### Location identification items
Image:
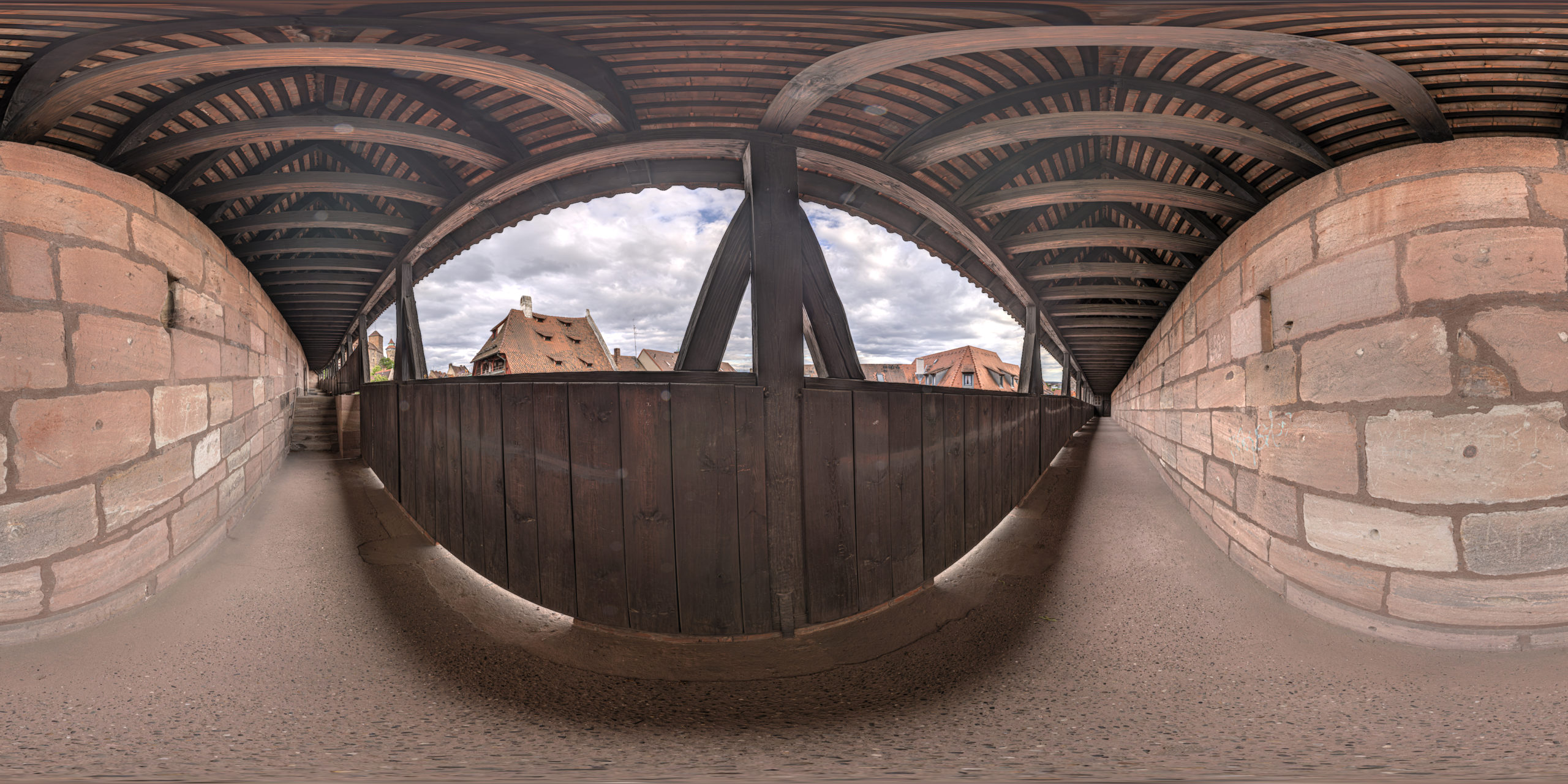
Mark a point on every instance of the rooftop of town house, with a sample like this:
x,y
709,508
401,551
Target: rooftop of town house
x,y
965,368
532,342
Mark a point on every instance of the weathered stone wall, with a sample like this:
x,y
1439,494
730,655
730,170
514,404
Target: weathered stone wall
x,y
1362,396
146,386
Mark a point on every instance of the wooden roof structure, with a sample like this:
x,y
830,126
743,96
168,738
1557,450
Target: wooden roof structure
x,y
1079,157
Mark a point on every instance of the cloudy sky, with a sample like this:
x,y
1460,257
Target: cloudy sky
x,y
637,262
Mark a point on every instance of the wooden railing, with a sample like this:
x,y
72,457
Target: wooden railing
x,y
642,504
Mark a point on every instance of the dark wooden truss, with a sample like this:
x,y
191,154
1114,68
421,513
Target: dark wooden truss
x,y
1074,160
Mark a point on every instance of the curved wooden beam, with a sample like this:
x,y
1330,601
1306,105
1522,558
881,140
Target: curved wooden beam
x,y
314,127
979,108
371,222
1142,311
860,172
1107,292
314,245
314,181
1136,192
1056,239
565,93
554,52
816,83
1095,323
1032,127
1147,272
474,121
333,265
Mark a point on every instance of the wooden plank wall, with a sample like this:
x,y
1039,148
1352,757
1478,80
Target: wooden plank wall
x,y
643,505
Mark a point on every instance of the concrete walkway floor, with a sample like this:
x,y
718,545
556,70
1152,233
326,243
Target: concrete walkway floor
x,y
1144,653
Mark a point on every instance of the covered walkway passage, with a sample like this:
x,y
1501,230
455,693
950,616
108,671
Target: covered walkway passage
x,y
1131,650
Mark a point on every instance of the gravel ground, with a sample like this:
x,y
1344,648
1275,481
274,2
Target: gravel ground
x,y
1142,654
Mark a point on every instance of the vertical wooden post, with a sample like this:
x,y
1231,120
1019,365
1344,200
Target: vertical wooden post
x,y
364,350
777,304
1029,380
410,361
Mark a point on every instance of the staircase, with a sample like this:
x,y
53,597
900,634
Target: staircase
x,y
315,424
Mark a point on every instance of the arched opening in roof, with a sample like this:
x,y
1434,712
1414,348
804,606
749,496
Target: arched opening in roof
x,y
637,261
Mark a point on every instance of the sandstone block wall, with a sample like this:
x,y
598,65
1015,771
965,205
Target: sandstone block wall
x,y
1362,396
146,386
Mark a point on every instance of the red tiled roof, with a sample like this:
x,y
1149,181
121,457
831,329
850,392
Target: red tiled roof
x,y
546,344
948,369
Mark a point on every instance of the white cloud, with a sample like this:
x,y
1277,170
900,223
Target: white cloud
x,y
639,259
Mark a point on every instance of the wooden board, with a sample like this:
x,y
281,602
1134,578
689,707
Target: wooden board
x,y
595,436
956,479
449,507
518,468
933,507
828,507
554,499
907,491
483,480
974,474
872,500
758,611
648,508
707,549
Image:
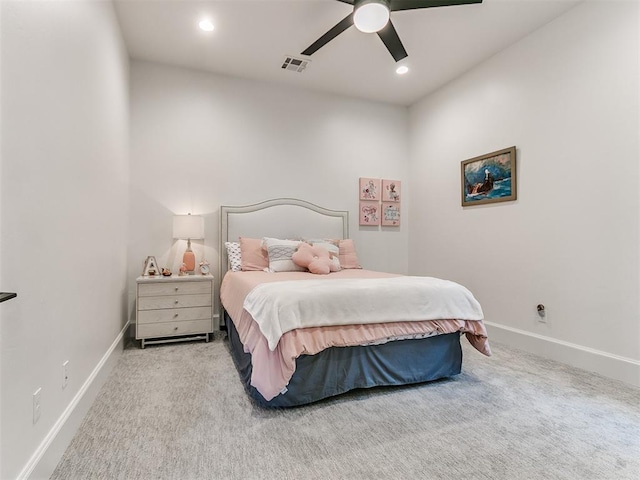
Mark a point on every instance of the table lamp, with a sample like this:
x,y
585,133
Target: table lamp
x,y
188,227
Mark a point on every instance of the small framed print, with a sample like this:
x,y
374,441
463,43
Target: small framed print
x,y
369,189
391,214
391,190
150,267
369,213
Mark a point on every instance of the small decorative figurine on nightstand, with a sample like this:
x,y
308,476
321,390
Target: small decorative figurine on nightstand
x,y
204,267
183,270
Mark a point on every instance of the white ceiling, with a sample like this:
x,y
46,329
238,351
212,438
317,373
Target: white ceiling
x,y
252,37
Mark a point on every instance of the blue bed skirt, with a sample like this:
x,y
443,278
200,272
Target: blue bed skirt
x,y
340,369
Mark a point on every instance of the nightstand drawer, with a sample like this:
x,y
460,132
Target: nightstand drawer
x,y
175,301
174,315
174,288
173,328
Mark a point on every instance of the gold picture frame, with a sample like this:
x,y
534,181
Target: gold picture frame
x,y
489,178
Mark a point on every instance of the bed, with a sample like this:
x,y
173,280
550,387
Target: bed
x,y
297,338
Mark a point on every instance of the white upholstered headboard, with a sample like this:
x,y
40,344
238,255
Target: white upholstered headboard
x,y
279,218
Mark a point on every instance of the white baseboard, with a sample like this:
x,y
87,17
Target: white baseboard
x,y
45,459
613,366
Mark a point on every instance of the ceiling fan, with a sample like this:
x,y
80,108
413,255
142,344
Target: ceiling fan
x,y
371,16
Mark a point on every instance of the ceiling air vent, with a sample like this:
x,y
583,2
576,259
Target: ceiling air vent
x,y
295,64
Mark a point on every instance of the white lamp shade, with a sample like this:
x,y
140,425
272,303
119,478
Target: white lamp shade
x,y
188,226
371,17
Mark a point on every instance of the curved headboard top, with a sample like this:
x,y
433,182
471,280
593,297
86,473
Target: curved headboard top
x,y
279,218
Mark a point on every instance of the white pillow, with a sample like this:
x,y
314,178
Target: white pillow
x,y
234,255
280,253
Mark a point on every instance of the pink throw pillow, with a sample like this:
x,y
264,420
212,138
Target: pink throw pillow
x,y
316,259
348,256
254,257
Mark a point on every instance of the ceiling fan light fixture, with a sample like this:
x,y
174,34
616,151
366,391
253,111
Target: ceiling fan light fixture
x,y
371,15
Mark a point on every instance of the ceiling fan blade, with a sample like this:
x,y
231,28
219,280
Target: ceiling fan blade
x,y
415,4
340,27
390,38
* * *
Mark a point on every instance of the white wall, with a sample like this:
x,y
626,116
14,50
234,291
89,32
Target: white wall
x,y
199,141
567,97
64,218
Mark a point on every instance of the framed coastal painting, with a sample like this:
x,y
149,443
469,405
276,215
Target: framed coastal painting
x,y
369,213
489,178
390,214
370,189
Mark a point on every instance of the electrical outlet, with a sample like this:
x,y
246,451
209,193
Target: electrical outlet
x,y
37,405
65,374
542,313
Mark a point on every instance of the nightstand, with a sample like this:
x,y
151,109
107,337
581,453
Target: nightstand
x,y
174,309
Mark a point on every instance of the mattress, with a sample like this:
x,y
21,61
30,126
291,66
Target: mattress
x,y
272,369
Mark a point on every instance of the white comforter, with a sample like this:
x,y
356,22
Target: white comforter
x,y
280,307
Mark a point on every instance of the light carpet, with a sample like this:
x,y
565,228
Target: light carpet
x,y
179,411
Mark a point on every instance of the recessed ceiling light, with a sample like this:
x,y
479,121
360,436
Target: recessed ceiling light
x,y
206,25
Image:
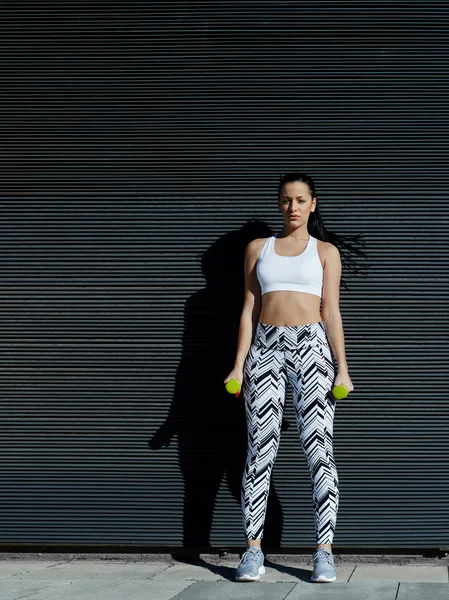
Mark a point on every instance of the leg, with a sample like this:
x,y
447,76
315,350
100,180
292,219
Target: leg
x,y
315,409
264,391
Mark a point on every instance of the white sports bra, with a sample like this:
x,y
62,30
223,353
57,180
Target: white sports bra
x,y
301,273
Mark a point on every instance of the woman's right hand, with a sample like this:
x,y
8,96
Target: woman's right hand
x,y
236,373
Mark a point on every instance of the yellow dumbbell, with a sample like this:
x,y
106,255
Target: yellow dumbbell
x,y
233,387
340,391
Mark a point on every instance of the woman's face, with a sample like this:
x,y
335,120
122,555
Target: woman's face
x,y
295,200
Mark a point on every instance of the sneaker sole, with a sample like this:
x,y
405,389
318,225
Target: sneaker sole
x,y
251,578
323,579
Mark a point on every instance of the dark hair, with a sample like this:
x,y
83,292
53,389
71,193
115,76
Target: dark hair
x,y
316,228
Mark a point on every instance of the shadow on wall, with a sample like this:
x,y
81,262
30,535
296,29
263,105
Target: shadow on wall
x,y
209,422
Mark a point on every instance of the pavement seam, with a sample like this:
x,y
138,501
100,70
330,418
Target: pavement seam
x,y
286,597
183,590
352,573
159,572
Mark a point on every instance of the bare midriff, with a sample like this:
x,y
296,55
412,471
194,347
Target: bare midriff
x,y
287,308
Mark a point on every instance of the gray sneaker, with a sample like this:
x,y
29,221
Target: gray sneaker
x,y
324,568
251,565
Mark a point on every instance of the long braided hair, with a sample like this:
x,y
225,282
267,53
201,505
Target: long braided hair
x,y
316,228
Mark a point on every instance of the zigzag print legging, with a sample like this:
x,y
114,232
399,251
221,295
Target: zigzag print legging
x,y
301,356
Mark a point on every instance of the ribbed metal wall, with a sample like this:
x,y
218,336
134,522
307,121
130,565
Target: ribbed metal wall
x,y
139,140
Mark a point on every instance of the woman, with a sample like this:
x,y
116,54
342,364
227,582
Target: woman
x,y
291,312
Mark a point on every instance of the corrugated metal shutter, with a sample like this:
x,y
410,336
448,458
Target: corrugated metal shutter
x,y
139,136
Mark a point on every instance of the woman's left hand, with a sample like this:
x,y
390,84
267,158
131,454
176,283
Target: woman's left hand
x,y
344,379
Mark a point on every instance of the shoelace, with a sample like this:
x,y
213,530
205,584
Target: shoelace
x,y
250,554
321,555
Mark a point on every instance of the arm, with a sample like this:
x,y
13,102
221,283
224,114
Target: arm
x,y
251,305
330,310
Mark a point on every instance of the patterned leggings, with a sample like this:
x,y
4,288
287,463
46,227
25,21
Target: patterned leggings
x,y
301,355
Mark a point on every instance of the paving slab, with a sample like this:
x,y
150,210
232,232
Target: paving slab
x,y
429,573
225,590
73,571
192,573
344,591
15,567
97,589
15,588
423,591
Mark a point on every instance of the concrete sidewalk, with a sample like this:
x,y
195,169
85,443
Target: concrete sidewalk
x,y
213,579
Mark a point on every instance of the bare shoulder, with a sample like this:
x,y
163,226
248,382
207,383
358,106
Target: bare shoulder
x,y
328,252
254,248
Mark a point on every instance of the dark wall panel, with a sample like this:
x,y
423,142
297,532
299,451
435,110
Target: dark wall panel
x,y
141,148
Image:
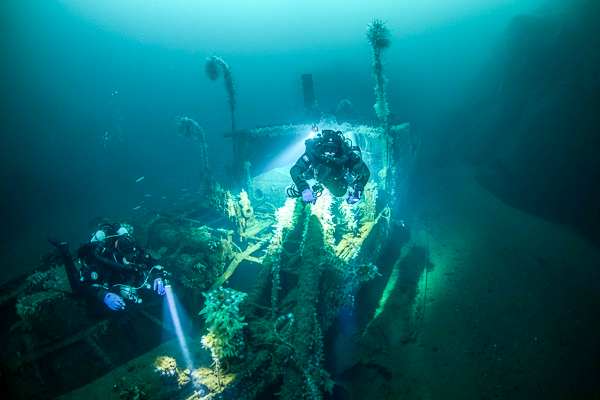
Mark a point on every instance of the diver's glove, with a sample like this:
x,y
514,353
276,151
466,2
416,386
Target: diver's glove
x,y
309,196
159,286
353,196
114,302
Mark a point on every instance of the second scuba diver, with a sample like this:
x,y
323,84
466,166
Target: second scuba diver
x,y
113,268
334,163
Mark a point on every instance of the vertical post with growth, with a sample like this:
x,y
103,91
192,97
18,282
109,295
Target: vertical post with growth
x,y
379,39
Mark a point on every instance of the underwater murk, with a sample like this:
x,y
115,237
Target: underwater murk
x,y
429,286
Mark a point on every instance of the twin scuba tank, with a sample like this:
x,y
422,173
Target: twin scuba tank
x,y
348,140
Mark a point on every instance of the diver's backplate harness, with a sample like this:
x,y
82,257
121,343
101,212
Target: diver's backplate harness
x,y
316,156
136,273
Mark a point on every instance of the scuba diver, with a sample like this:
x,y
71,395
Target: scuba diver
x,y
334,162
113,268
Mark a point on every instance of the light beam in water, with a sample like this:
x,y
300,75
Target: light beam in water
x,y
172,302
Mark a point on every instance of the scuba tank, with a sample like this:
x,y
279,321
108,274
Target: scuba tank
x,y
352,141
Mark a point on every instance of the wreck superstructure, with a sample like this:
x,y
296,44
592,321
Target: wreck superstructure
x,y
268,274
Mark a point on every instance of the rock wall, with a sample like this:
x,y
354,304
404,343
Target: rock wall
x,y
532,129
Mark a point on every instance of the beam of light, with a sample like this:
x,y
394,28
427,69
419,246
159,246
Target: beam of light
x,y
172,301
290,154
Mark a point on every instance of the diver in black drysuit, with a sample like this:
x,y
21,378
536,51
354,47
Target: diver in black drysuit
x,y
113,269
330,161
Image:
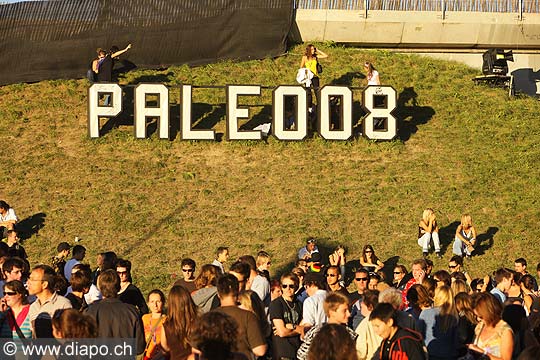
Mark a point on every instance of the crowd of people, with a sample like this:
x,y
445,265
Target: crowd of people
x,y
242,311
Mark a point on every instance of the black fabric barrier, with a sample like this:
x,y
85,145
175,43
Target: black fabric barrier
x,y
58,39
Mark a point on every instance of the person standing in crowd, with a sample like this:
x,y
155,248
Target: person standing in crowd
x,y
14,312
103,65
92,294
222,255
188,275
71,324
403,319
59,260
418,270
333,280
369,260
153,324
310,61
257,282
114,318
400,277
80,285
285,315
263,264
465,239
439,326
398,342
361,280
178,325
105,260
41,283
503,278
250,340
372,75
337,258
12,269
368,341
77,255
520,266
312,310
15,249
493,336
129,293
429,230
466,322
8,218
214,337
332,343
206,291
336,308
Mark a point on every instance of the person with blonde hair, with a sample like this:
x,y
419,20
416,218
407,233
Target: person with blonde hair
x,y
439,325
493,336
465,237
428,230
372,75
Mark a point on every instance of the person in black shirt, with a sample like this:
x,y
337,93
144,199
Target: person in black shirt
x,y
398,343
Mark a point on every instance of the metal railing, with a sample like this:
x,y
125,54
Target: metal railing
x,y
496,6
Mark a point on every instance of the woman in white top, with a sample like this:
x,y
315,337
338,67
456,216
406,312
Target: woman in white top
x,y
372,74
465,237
...
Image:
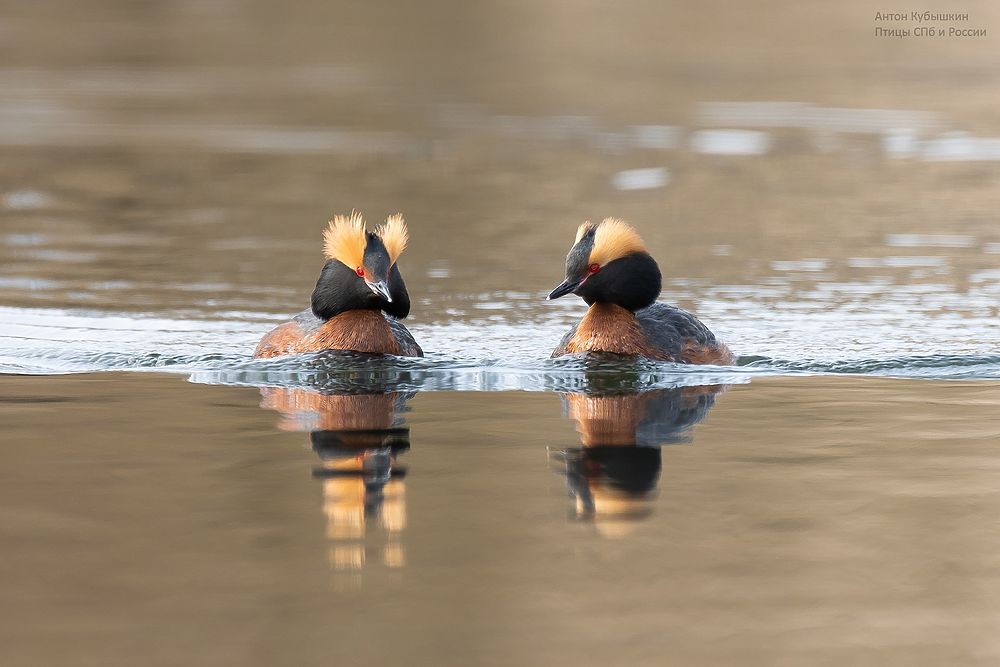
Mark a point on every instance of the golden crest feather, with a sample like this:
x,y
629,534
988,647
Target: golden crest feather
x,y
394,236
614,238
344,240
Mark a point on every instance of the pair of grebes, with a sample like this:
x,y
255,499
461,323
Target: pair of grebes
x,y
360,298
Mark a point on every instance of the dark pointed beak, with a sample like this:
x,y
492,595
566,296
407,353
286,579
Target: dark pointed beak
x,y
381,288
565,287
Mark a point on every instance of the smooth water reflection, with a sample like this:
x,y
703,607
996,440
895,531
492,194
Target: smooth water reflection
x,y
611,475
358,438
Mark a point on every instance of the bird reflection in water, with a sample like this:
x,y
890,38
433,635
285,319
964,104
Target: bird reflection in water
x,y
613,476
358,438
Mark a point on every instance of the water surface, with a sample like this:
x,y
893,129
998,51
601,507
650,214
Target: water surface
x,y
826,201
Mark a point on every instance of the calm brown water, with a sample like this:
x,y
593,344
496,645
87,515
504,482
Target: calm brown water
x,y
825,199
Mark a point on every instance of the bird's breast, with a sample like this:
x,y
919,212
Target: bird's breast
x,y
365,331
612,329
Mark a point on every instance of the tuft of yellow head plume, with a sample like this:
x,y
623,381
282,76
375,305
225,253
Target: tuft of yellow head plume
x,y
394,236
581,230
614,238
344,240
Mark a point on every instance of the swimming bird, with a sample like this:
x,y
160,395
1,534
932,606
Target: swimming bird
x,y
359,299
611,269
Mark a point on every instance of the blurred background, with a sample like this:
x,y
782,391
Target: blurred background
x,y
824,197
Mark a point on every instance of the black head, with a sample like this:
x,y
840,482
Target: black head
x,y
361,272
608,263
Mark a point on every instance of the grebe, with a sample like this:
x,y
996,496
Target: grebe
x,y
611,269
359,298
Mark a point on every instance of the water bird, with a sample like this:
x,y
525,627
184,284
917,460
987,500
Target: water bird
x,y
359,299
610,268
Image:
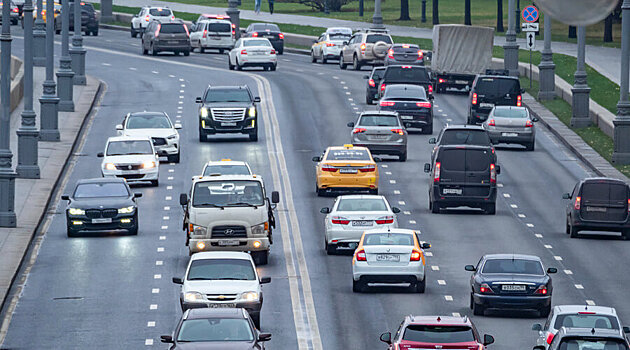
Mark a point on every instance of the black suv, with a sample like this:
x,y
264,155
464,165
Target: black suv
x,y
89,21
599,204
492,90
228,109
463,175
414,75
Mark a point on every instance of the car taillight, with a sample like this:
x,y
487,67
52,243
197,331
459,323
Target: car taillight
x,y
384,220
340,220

### TASK GOAL
Locate each line in the data above that contains the string "fabric", and copy every such line in full.

### CORRECT ANSWER
Mark a point on every instance of the black fabric barrier, with a sample like this:
Target: black fabric barrier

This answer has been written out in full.